** WHAT IS EXPECTED **
Once the pictures are set aside, copy the records below exactly as they stand.
# # # # # # #
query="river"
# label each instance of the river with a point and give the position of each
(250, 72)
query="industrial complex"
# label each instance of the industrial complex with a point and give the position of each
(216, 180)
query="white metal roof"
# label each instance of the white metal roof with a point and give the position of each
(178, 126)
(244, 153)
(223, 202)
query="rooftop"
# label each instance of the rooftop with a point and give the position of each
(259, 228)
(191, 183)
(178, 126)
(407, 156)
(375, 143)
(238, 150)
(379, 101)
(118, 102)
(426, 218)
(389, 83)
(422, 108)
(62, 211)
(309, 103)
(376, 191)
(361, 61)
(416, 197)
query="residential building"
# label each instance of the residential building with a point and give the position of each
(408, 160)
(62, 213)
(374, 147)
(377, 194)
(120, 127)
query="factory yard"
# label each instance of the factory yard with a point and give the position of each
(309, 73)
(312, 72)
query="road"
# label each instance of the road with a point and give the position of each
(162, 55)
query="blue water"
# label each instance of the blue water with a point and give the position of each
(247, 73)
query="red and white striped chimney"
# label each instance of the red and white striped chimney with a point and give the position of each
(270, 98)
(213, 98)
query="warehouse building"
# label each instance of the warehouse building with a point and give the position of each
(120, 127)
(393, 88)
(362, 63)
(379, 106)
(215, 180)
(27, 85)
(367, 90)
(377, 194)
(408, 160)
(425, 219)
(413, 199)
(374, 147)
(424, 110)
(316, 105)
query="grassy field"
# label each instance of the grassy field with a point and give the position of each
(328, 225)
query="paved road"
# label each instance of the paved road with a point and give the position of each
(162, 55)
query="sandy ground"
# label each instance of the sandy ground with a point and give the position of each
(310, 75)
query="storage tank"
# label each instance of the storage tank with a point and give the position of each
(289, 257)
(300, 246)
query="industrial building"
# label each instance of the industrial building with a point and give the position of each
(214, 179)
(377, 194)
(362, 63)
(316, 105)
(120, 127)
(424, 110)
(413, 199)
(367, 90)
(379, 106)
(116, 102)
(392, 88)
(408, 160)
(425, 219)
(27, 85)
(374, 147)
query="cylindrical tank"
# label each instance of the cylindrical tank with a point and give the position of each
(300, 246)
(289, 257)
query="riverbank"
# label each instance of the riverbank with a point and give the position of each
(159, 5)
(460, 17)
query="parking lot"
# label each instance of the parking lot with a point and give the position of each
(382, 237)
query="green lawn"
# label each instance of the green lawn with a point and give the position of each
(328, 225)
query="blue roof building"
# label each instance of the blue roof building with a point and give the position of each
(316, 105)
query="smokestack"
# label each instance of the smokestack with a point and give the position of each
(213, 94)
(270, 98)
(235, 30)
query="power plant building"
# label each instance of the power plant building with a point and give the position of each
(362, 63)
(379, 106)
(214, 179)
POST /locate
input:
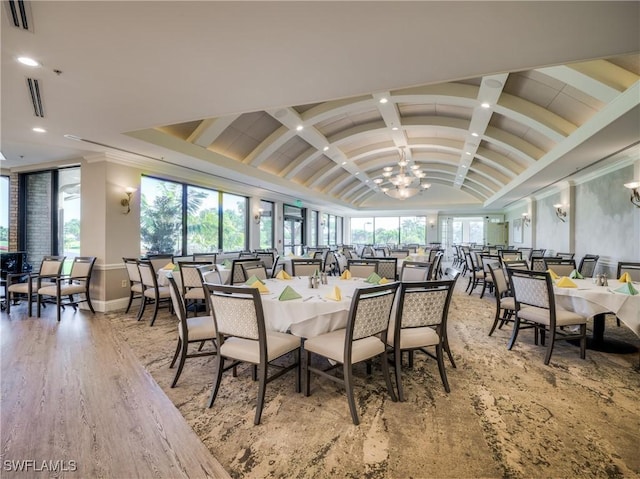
# # # # # # #
** EXPECTED ANSWER **
query="river"
# label each instance of the river with a point and give the position of each
(250, 72)
query="industrial complex"
# label each instance of the industrial complex with a point and give the position of each
(216, 180)
query="white metal roof"
# label each instance of the white metal roof with a point and give the position of each
(178, 126)
(244, 153)
(223, 202)
query="rooftop"
# label each instance of the rooftop with a point and give the position of each
(259, 228)
(191, 183)
(178, 126)
(407, 156)
(375, 143)
(238, 150)
(379, 101)
(118, 102)
(426, 218)
(389, 83)
(422, 108)
(62, 211)
(309, 103)
(376, 191)
(361, 61)
(416, 197)
query="residential building"
# label each instance of the residential building with a point and give the position of each
(408, 160)
(62, 213)
(374, 147)
(377, 194)
(120, 127)
query="factory yard"
# label each instance of the factory yard with a point and give the position of each
(309, 73)
(312, 72)
query="road"
# label each instance of the road with a point and give the position of each
(162, 55)
query="blue water"
# label each instance of the blue water with a point and give the position of each
(247, 73)
query="red and white striped chimney"
# label each instance of the red and white striped chimney with a point and give the position of each
(270, 98)
(213, 98)
query="warehouse building"
# label each instance of the warehouse building with a point and give the position of each
(120, 127)
(393, 88)
(362, 63)
(379, 106)
(215, 180)
(27, 85)
(367, 90)
(377, 194)
(408, 160)
(425, 219)
(413, 199)
(374, 147)
(424, 110)
(316, 105)
query="grassy field"
# label each instance of the grassy field with a point and give the position of each
(328, 225)
query="paved road"
# label each instance of the paved road with a point and give the position of each
(162, 55)
query="sandy ground"
# label each instance of the sandy ground with a point and give the position of each
(310, 75)
query="storage tank"
# label each instance of the storage tank with a point and give the position of each
(289, 257)
(300, 246)
query="industrial building"
# label each instance of the industrial building with a point and give the position of each
(214, 179)
(377, 194)
(362, 63)
(316, 105)
(120, 127)
(424, 110)
(413, 199)
(367, 90)
(379, 106)
(116, 102)
(392, 88)
(408, 160)
(425, 219)
(27, 85)
(374, 147)
query="cylindrical tank"
# label each instance of the cylindrical tank with a point and give the position of each
(300, 246)
(289, 257)
query="riverbank"
# label each instance of the riverbank with a point and give the position of each
(159, 5)
(460, 17)
query="parking lot"
# label each instance of the parking lot with a point and give the position of each
(382, 237)
query="green lawn"
# label each instance of the green lawn with a point and give the position of each
(328, 225)
query="blue roof building"
# label each instance of the blue roof building with a point and give the position of each
(316, 105)
query="smokestack"
# label each instance of the smokestack with a point and give the position of each
(213, 94)
(270, 98)
(235, 30)
query="power plant building"
# label each instance of the power plant building with a point and give the position of each
(362, 63)
(379, 106)
(214, 179)
POST /locate
input:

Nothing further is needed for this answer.